[[ Extracted text, beginning ]]

Offshore, the picture is not rosy either. The count for active offshore rigs in the US has dropped by more than 50% from June 2019 to June 2020, according to Baker Hughes. At the beginning of the year, Rystad Energy had expected to see an increase in offshore floater demand in 2020, driven by higher activity in exploration and development drilling. However, based on the current backlog for floaters, the market is already down 13% from 2019 levels.
Further, the trend of contract cancellations and suspensions that began at the onset of the COVID-19 pandemic is expected to continue through this year, according to Liz Tysall, Senior Offshore Rig Analyst at Rystad. A large number of development projects have been moved into 2021, and exploration drilling this year is all but canceled. This could lead to a year-on-year drop of 18% demand for floaters from 2019.
Ms Tysall pointed to rates in the jackup market as another point of concern. At the beginning of the year, Rystad was seeing strong demand in key jackup markets – the number of contracted rigs had gone up by 8% from 2018 to 2019, amid ambitious investment outlooks from national oil companies (NOCs). This had led the firm to anticipate an estimated 6% increase in jackup demand for 2020. Now, that outlook has been flipped on its head, with the firm expecting a 6% decline in demand from 2019 levels.
Recovery of jackup dayrates had been going fairly well pre-COVID, with several regions – the Middle East, Southeast Asia and West Africa – reporting rates above $100,000/day. Now, rates are tumbling back down as operators request rate concessions, some reportedly as much as 30%.
Ms Tysall also said dayrates for ultra-deepwater rigs were worth noting. Because these rates had never fully recovered from the previous downturn, any further drops will put dayrates that much closer to an offshore driller’s operating expenditures. “At the beginning of the year, we were just beginning to see benign ultra-deepwater rates move toward the mid-$250,000 to $260,000 range for spot work. We were expecting rates to cross the $300,000 threshold for work with longer lead times. But now, drillers are turning their focus to just keeping their rigs contracted.”
Coupled with a weak backlog and the fact that many drilling contractors have interest payments and note payments coming due over the next 12 to 18 months, offshore drilling contractors will likely face a far more difficult time trying to survive this current downturn than they did the previous one.
New ways of thinking
As the industry adjusts to a new economic reality, the pressure to cut costs is perhaps greater than ever. BCG has seen an average 22% reduction in capital so far this year, compared with December 2019 projections, and expects that reduction to jump to 25% by year-end. In fact, 2021 could see additional reductions in the range of 25% to 30%, Mr Hemmige said, noting that operators need to reduce their unit costs by 20% to 50% to break even.

[[ Extracted text, end ]]

Using the information |
1 – According to the offshore drilling text, by how much did the count of active offshore rigs in the US fall from June 2019 to June 2020?
2 – Extend the offshore drilling text, picking up after its last sentence.
The data that follows has no connection to the offshore drilling text.

[[ Dataset extract, beginning ]]

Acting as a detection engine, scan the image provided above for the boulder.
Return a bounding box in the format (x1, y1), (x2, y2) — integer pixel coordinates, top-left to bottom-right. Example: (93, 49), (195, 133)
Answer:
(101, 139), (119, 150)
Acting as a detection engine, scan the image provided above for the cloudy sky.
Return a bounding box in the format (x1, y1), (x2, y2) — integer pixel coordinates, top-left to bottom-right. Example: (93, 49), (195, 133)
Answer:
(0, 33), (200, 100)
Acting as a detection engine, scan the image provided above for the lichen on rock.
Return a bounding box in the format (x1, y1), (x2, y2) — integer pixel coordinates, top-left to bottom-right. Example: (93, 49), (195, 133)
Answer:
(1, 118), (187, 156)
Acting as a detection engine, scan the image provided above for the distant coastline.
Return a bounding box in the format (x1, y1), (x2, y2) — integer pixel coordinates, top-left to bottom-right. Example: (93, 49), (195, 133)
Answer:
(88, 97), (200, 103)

[[ Dataset extract, end ]]

List of answers |
1 – By more than 50%.

2 –
Rystad is estimating a 25% decline in global demand for oilfield services, though it said drilling contractors could see a gradual recovery in demand for their rigs over the next three years, following a $16 billion drop from 2019 to 2020. E&P spending should move up slightly from $46 billion in 2020 to $47 billion in 2021, then to $54 billion in 2022 and $57 billion in 2023, according to Rystad.
While demand for rigs may pick up in the longer term, Paul Goydan, North American Energy Practice Lead at BCG, said that in the short term, traditional cost-cutting measures like warm-stacking rigs and reducing staff will be inadequate for drilling contractors in handling the current downturn, primarily because they hadn’t yet bounced back from the last one.
“The drilling contractors haven’t had time to put any fat back on. They’re already going into this downturn lean,” Mr Goydan said. “What are your traditional cost-cutting avenues? The first thing you do is defer maintenance. Then you’re going to lay down crews. After that, there’s not much left in your company where you can manage costs, and your costs are almost proportional to your revenue. So you’re going to skip warm-stacking and go straight to cold-stacking. You’ll take the hit on capital equipment degradation in the downturn.”
In a recent report, “A New Reality for Oilfield Procurement and Supply Chains,” BCG described the importance for operators and drillers to build strategic partnerships with each other to drive out mutual costs.
Mr Goydan cited a 2018 BCG benchmark study that showed a direct relationship between drilling performance and dayrates among the 10 largest operators in the Permian; the companies that paid more for their rigs saw lower costs per foot for their wells.
- As of 2 July, only 3 major US basins have 20 or more active land rigs: the Marcellus Shale with 28 rigs, the Haynesville Shale with 33 rigs and the Permian with 126 rigs, a record low total. The count for active land rigs has dropped by more than 50% from June 2019 to June 2020.
- Despite an estimated 25% drop in global demand for oilfield services this year, drilling contractors could see a gradual recovery in demand for their rigs in the next two years, following a $16 billion decline from 2019 to 2020. Rystad Energy anticipates E&P spend to increase from $46 billion in 2020 to $47 billion in 2021, then to $54 billion in 2022.
- With 2020 exploration activity down to almost nothing and a large number of offshore development projects being postponed to 2021 or later, year-on-year floater demand could fall by 18% this year.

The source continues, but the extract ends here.